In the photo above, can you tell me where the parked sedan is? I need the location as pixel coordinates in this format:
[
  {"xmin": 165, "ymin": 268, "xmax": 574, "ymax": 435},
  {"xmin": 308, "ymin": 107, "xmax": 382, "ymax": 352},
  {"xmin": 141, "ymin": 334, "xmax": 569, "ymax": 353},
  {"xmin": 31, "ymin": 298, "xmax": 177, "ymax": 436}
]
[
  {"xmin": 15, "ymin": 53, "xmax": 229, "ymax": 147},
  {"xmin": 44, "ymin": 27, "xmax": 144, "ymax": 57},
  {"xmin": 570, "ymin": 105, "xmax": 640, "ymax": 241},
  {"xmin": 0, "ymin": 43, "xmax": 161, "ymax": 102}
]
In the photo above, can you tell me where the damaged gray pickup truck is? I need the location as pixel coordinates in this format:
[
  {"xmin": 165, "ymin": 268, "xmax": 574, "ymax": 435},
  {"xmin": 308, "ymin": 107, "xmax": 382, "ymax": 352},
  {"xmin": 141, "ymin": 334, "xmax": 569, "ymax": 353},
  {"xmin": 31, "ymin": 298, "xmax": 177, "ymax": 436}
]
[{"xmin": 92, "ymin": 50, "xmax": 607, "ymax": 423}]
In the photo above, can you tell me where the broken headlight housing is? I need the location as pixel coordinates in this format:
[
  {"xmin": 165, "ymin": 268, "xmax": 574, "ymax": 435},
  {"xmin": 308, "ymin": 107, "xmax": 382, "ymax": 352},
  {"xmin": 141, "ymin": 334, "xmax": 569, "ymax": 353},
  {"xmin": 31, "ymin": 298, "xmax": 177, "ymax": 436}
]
• • • • •
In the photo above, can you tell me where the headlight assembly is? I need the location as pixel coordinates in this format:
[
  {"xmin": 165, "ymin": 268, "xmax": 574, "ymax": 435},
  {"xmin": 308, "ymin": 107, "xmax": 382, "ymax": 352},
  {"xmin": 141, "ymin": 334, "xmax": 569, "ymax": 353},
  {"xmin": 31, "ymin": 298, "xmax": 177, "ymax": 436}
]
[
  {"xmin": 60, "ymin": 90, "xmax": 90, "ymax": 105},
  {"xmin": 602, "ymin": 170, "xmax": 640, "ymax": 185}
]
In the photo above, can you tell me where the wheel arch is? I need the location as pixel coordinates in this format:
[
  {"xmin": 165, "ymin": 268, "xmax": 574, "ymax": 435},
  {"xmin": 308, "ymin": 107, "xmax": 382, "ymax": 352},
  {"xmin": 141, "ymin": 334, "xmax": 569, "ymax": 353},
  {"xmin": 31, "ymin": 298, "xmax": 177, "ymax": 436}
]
• • • • •
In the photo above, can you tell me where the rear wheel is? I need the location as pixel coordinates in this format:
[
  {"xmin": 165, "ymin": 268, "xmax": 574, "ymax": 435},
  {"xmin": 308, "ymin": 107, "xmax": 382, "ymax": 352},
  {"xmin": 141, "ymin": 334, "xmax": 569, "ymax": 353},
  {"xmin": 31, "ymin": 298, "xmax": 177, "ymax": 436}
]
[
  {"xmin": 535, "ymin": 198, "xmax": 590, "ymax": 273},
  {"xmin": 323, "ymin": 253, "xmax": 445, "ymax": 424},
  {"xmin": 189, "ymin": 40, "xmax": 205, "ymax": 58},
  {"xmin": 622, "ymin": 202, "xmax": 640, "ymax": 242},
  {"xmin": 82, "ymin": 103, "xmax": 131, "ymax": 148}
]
• • • • •
* **Set task**: Which lines in the records above contain the string "headlight" with matching capitalization? Pick out each of those lines and copy it.

* **Solution to this problem**:
In the photo above, can you tell me where the broken headlight housing is? I need the location as pixel coordinates in this format:
In the photo above, can you tell me where the headlight assembly is? I need the location as pixel coordinates in this format:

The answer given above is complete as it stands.